Source extract >>
Driver accused of killing motorcyclist in Waipahu balks at entering guilty plea


By Jim Dooley
Advertiser Staff Writer

A three-time drunk driver accused of killing a motorcyclist in a vehicular collision last year balked at entering a guilty plea when he appeared in court this morning.

"I’m very confused,” Siaosi Feleunga, 32, told Circuit Judge Karen Ahn.
Feleunga said he was unhappy with his lawyer, Deputy Public Defender Jerry Villanueva, and asked Ahn to provide him with another court-appointed attorney.
Villanueva then asked to withdraw from the case after telling Ahn that Feleunga never told him that he was “dissatisfied with my services.”
Ahn granted the request but said Feleunga’s new lawyer should be prepared for trial Jan. 11.
She warned Feleunga that he can’t keep switching defense attorneys.
“You don’t have a right to a specific lawyer,” she told the defendant.
“This is not an endless road,” Ahn said.
Feleunga was set to plead guilty to charges including negligent homicide and driving while his license was suspended for a previous DUI conviction.
Deputy Prosecuting Attorney Franklin Pacarro Jr. said he is prepared to go to trial and that Feleunga faces as much as 16 years behind bars if convicted of all the charges against him.
Feleunga, who is also known as “One Eye George,” allegedly crashed his truck into a motorcycle driven by Lindsey Kane on Farrington Highway in Waipahu Dec. 29.

Supplied information >>
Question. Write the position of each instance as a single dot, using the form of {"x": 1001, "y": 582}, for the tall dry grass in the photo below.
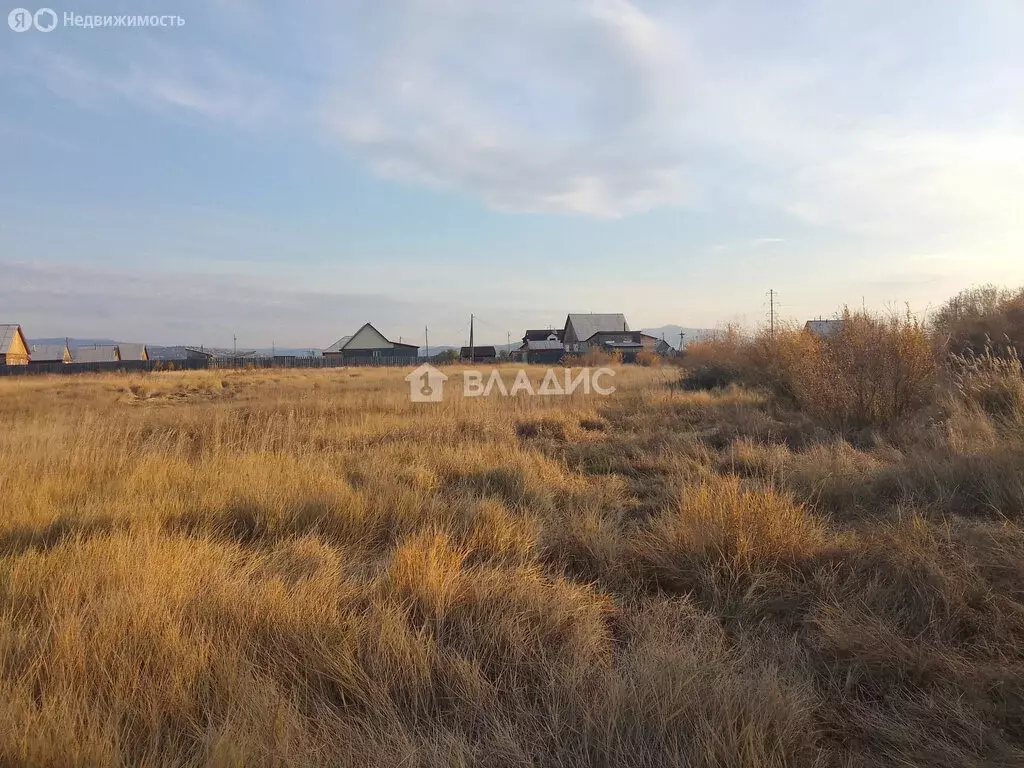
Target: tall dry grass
{"x": 304, "y": 568}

The task >>
Resume the news report above on the Waipahu driver who balked at pleading guilty, beginning after its final sentence.

Answer box >>
At the time of the collision, at least two bench warrants for Feleunga’s arrest had been outstanding since October 2006, according to court records.
The warrants were issued after Feleunga failed to appear in court to prove that he had complied with court sentences handed down in three earlier drunken−driving convictions.
The warrants were not served until January of this year, after Feleunga was arrested following Kane's death.
Outstanding arrest warrants are a chronic problem for law enforcement here.
The Advertiser reported earlier that more than 50,000 traffic and misdemeanor arrest warrants are in the files of sheriffs and police departments around the state but can't be served because of manpower shortages and priorities given to more serious warrants.
Prosecutors allege that Kane was fatally injured after Feleunga, driving his truck in the left lane, tried to make an illegal right turn and smashed into Kane's Harley−Davidson motorcycle.
Feleunga fled the scene. Kane died after being hospitalized.